Source passage ▸

Wednesday, February 23, 2011

It's Time To Off The Parents

I'm currently writing a middle-grade novel.  One obstacle in writing for children-- and for young adults-- is figuring out a way to get rid of the parents.  Why?  Because when it comes to saving the world, parents just get in the way.  

No conscientious adult would knowingly allow a child to date a vampire, or go on a quest against the gods to find a bolt of lightening, or have a direct face-off against the world's vilest wizard.   They just wouldn't.  Somewhere along the way, a parent would say, "Hold up.  That's too dangerous.  I really don't think you should walk down into that dark cave by yourself to chat with that evil monster who just wants to kill you." 

So you have to get rid of the parents.  

The challenge is how to do this realistically and creatively.  I've only come up with a few ways to make this happen-- and none of them are that creative.  But I'm going to share them with you anyway:

First, you can kill them off.    Car accidents are always useful for this kind of thing.  Even better, you can  have them killed by the villain (that allows you the added bonus of giving the hero motive to go after said villain).   Killed in a plane crash, eaten by a monster, destroyed in some natural disaster--  really the options are endless (personally, mine get blown up in a grain silo explosion).  

The biggest obstacle with this choice is that it is so overdone.  Show me a child-hero and I can almost always show you an orphan.

A second option is to remove the parent from the scene of action.   Send them on a vacation, or off to work, or into the hospital.  It works even better if you get rid of the adult right at the moment they're needed most.  For example, an evil wizard is about to attack the school just as the headmaster is forced to give up his position (sound familiar?)  You can also move the child.  Send them on vacation or away to school. 

The problem with this choice is that usually when a responsible parent goes away, they leave a another responsible adult in their place.  If they don't, you have to provide a valid reason why.  Which means you're pretty much right back to where you started.

Exercise instructions ▸
a – Write out the post about getting rid of parents in children's fiction word for word, everything from "The challenge is" down to "grain silo explosion).".
b – Carry on the post about getting rid of parents in children's fiction from the point where it stops.

Records shown ▸

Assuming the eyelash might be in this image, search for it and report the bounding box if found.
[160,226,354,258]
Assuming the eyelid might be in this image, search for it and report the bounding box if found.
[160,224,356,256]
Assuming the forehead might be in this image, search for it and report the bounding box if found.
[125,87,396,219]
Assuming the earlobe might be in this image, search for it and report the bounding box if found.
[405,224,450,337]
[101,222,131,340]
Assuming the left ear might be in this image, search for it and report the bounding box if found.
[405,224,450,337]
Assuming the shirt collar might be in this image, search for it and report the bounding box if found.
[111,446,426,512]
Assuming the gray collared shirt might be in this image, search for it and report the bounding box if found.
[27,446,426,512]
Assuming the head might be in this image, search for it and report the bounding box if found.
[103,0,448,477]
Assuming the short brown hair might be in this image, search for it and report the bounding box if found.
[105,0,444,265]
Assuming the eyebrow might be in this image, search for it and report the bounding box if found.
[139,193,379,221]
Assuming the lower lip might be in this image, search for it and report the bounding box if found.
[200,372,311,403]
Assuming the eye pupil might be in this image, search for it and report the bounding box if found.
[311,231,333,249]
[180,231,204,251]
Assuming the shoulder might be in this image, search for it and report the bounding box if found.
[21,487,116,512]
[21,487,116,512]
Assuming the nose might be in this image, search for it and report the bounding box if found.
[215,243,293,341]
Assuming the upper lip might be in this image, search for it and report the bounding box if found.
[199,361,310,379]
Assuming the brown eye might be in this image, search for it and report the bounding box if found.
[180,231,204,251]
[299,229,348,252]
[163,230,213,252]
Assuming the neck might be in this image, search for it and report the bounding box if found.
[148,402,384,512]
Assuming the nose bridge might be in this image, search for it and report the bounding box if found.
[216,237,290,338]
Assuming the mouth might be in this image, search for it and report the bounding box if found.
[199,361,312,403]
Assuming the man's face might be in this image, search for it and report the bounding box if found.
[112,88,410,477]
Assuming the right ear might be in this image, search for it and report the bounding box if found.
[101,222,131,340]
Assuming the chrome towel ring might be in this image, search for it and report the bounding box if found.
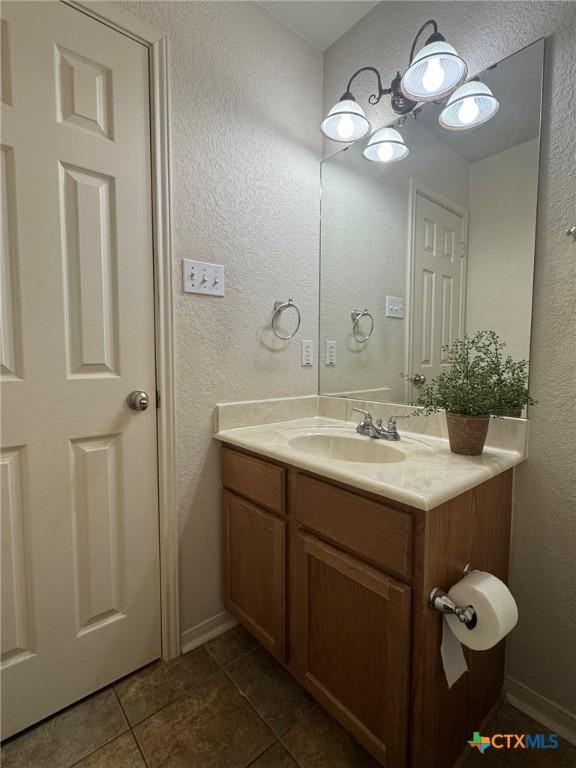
[272,299,302,341]
[351,309,374,344]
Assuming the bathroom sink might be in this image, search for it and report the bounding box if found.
[288,434,406,464]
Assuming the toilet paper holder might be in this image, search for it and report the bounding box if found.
[428,563,478,629]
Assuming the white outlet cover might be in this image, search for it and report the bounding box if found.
[182,259,224,296]
[386,296,404,317]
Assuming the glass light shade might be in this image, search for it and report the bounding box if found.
[320,99,370,142]
[362,128,410,163]
[400,42,468,101]
[439,80,500,131]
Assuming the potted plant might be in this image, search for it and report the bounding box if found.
[414,331,536,456]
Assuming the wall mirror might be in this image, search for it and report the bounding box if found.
[319,40,544,414]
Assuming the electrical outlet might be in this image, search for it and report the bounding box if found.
[182,259,224,296]
[302,339,314,368]
[386,296,404,317]
[326,341,336,365]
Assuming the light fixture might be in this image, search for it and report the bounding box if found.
[320,19,499,152]
[401,19,468,101]
[320,92,370,142]
[362,128,410,163]
[439,80,500,131]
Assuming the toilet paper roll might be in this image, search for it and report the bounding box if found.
[447,571,518,651]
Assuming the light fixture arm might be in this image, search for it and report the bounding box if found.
[408,19,446,66]
[340,67,392,104]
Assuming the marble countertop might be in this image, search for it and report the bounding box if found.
[215,416,525,510]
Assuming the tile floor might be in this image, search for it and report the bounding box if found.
[1,627,576,768]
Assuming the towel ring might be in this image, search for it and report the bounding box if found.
[272,299,302,341]
[351,309,374,344]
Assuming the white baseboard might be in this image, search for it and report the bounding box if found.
[180,611,238,653]
[504,677,576,745]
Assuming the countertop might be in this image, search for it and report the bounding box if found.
[215,416,525,510]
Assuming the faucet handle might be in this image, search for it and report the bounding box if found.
[388,413,410,430]
[352,407,372,421]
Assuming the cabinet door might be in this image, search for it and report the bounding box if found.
[292,532,411,768]
[224,493,286,661]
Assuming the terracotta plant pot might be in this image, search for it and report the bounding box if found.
[446,413,490,456]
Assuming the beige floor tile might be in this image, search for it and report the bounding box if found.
[226,647,313,736]
[250,743,298,768]
[134,672,274,768]
[2,688,128,768]
[281,705,379,768]
[115,647,218,725]
[206,624,258,667]
[74,733,146,768]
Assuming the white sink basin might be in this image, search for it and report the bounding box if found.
[288,434,406,464]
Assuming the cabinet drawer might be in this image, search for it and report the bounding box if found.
[222,448,286,514]
[295,475,412,579]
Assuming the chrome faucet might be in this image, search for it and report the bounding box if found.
[352,408,410,440]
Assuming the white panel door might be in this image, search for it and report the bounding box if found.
[1,2,160,737]
[411,191,466,397]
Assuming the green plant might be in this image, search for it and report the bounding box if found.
[414,331,536,416]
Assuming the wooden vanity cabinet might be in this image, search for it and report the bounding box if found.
[224,492,287,661]
[290,531,411,766]
[223,447,512,768]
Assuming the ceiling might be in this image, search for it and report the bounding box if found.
[259,0,378,51]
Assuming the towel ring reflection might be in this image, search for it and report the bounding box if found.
[351,309,374,344]
[272,299,301,341]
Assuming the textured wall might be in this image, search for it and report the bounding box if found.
[324,2,576,712]
[120,2,322,630]
[466,139,538,360]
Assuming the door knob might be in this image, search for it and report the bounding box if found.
[127,389,150,411]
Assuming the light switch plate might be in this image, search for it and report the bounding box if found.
[182,259,224,296]
[386,296,404,317]
[325,341,336,365]
[302,339,314,368]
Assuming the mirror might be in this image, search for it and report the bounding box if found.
[319,40,544,414]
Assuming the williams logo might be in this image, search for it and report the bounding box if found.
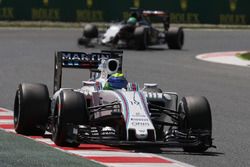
[134,0,140,8]
[86,0,94,8]
[229,0,238,12]
[180,0,188,11]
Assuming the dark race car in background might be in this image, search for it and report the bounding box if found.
[14,51,213,152]
[78,9,184,50]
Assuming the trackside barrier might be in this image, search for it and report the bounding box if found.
[0,0,250,25]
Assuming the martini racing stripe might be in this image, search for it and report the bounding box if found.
[115,90,129,125]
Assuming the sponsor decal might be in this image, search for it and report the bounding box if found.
[229,0,238,12]
[86,0,94,8]
[180,0,188,11]
[62,52,110,61]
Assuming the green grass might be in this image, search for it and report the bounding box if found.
[238,52,250,60]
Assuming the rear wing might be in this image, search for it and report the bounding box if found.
[130,8,170,31]
[53,50,123,93]
[142,10,170,30]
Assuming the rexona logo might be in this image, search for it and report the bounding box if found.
[180,0,188,11]
[43,0,49,6]
[229,0,238,12]
[86,0,94,8]
[134,0,140,8]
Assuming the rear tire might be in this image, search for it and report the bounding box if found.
[14,83,49,135]
[166,27,184,49]
[178,96,212,152]
[134,26,148,50]
[52,90,89,147]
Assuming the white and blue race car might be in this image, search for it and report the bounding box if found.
[14,51,213,152]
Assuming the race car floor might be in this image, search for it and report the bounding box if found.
[0,108,191,167]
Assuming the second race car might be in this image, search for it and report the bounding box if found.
[78,9,184,50]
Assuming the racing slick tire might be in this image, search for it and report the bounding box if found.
[134,26,148,50]
[52,90,89,147]
[83,24,98,38]
[178,96,212,152]
[143,87,166,140]
[14,83,50,136]
[166,27,184,49]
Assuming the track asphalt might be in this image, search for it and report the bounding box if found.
[196,51,250,67]
[0,28,250,167]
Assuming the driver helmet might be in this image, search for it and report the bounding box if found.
[104,73,128,90]
[127,17,137,25]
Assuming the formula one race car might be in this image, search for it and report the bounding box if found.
[14,51,213,152]
[78,9,184,50]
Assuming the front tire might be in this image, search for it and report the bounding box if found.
[178,96,212,152]
[14,83,49,135]
[52,90,89,147]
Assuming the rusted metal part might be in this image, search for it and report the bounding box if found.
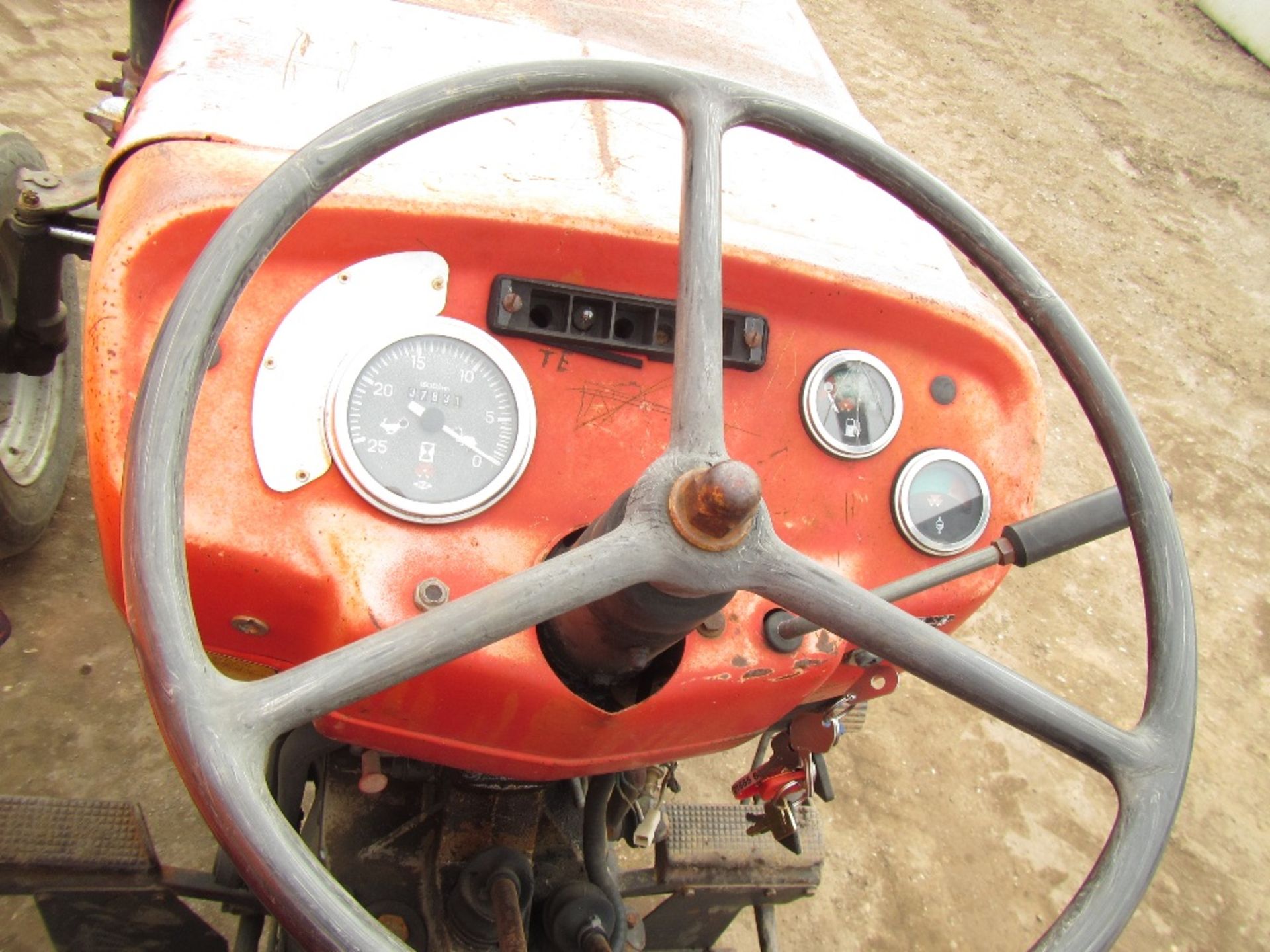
[489,875,526,952]
[669,459,762,552]
[414,578,450,612]
[18,169,102,221]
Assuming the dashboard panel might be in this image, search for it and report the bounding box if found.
[85,143,1042,779]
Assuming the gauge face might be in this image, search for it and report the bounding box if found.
[326,317,536,523]
[802,350,904,459]
[893,450,992,556]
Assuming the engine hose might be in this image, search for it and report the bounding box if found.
[581,773,626,952]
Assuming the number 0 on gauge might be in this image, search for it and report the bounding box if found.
[326,317,537,523]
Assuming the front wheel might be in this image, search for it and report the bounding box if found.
[0,126,80,559]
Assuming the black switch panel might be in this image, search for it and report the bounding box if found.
[489,274,767,371]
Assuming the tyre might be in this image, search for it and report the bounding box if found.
[0,126,80,559]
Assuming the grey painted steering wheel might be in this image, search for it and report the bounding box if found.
[123,61,1197,952]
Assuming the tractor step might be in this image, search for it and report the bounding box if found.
[658,802,824,886]
[0,796,228,952]
[0,796,159,894]
[635,802,824,952]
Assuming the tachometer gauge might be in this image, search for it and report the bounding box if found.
[802,350,904,459]
[892,450,992,556]
[326,317,536,523]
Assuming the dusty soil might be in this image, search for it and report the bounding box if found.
[0,0,1270,949]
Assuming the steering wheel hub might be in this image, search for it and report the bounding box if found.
[668,459,763,552]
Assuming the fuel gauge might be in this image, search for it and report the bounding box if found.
[802,350,904,459]
[892,450,992,556]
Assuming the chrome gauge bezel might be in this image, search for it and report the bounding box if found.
[802,350,904,459]
[325,317,537,524]
[892,450,992,556]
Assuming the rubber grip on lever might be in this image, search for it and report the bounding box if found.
[1001,486,1173,569]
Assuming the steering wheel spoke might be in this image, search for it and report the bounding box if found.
[671,94,729,459]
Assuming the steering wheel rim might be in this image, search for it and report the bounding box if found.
[123,61,1197,952]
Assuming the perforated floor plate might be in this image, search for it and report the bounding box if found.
[0,796,159,873]
[664,803,824,871]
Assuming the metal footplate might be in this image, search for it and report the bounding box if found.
[644,803,824,949]
[0,796,226,952]
[0,796,159,894]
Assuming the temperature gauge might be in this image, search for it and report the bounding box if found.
[892,450,992,556]
[326,317,536,523]
[802,350,904,459]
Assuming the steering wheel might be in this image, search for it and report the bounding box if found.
[123,60,1197,952]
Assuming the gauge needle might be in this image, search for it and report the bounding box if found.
[441,426,501,466]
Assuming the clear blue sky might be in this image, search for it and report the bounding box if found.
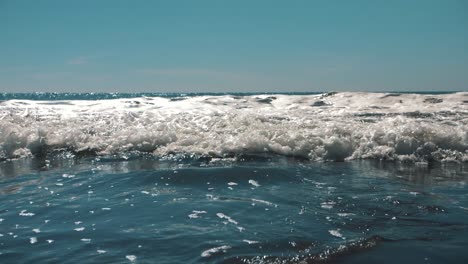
[0,0,468,92]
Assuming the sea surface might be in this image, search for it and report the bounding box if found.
[0,92,468,263]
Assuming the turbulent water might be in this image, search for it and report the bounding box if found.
[0,93,468,263]
[0,93,468,162]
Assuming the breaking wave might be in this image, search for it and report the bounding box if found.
[0,92,468,163]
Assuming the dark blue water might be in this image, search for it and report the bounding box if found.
[0,157,468,263]
[0,91,456,101]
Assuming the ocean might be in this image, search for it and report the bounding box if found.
[0,92,468,263]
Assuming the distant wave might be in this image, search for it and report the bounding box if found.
[0,92,468,162]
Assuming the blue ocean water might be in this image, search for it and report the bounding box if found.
[0,92,468,263]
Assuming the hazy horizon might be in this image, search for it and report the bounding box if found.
[0,0,468,93]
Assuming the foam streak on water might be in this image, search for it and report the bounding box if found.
[0,93,468,163]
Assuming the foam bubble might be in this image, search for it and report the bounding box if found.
[0,93,468,163]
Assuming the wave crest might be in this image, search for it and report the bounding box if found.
[0,93,468,162]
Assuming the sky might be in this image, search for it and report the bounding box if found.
[0,0,468,92]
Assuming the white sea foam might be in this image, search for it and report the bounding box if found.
[0,92,468,162]
[201,246,231,258]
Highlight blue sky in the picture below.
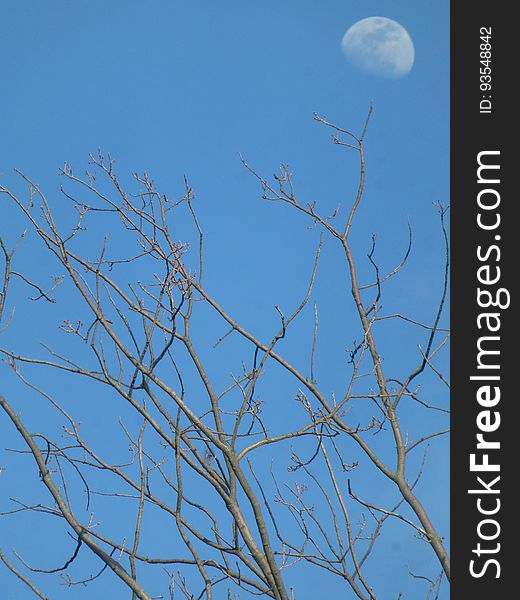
[0,0,449,600]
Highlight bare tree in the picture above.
[0,113,449,600]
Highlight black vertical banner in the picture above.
[451,0,520,600]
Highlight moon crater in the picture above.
[341,17,415,79]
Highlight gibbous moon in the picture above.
[341,17,415,79]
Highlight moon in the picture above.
[341,17,415,79]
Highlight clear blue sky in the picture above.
[0,0,449,600]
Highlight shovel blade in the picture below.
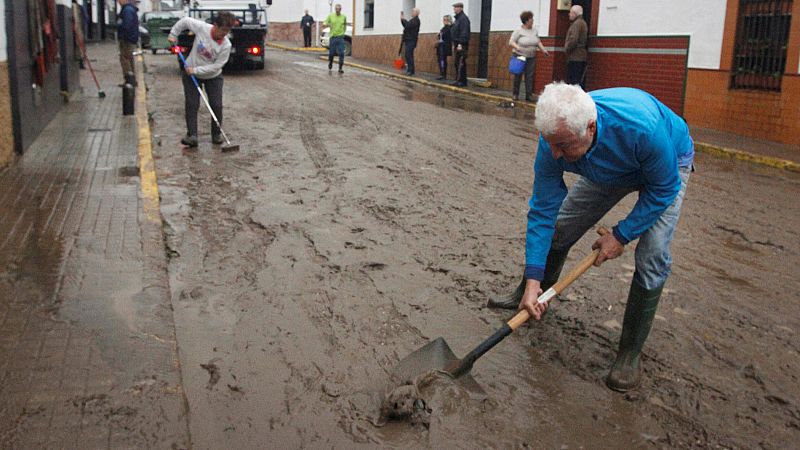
[391,337,485,394]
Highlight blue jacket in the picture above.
[117,4,139,44]
[525,88,694,280]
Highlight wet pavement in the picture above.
[148,47,800,448]
[0,45,189,448]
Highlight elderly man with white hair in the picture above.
[489,82,694,391]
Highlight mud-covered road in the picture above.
[147,47,800,448]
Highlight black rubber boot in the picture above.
[487,249,569,309]
[181,134,197,147]
[606,279,664,392]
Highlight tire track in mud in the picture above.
[297,115,332,171]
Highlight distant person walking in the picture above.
[300,10,314,48]
[117,0,139,82]
[400,8,420,76]
[436,15,453,80]
[323,3,347,73]
[508,11,550,102]
[564,5,589,90]
[450,2,472,87]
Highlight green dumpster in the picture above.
[142,11,179,54]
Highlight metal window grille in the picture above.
[731,0,792,91]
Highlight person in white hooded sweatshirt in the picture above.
[169,12,236,147]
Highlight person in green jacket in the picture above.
[324,3,347,73]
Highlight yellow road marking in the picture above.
[136,55,161,227]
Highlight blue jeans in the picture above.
[551,167,692,290]
[328,36,344,69]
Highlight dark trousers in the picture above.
[436,44,447,80]
[183,72,222,136]
[567,61,586,90]
[453,44,469,85]
[514,58,536,100]
[403,41,417,74]
[328,36,344,69]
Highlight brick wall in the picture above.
[269,20,317,45]
[586,36,689,114]
[685,69,800,145]
[353,32,689,114]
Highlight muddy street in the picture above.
[146,50,800,448]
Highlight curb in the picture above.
[267,44,800,173]
[694,142,800,173]
[265,42,328,52]
[136,55,162,228]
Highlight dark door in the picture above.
[478,0,492,78]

Answers to the problems ▸
a –
The challenge is how to do this realistically and creatively.  I've only come up with a few ways to make this happen-- and none of them are that creative.  But I'm going to share them with you anyway:

First, you can kill them off.    Car accidents are always useful for this kind of thing.  Even better, you can  have them killed by the villain (that allows you the added bonus of giving the hero motive to go after said villain).   Killed in a plane crash, eaten by a monster, destroyed in some natural disaster--  really the options are endless (personally, mine get blown up in a grain silo explosion).

b –
This leads to the third option.  Give the parent (or other adult) a huge character flaw.  They can be crazy, complete idiots, or even evil.   This way, they are either oblivious to the danger of sending their child into that creepy cave all alone, or they're aware of it but have no qualms about sending them anyway.

The biggest problem with this choice is realism.  Seriously, wouldn't a loving parent at least have some idea that their child is dating a vampire?   And if crazy or evil is your method of choice, it's very difficult to portray a totally dysfunctional parent raising a totally well-adjusted child.  There's got to be some kind of fall-out.  Good authors can sometimes use this dysfunction as the very thing that makes the child a hero-- but it's tricky to do.

So what are some other options?  Does anyone out there have a brilliant way to get rid of the parents without killing them, sending them away, or making them crazy and evil?  But be warned, if you share it, I just might use it!


  1. I don't know, but if I see one more movie where the dad is a workaholic and doesn't spend enough time with the kids---I may just have to write something myself and give it a fresh twist. It's so overdone.

  2. Change the rules. For example, in a genetically advanced society you are now considered an adult by the time you are 14, and should be a productive member of society, working and living in your own place. Or, as has been done brilliantly by C.S. Lewis, change the rules of time.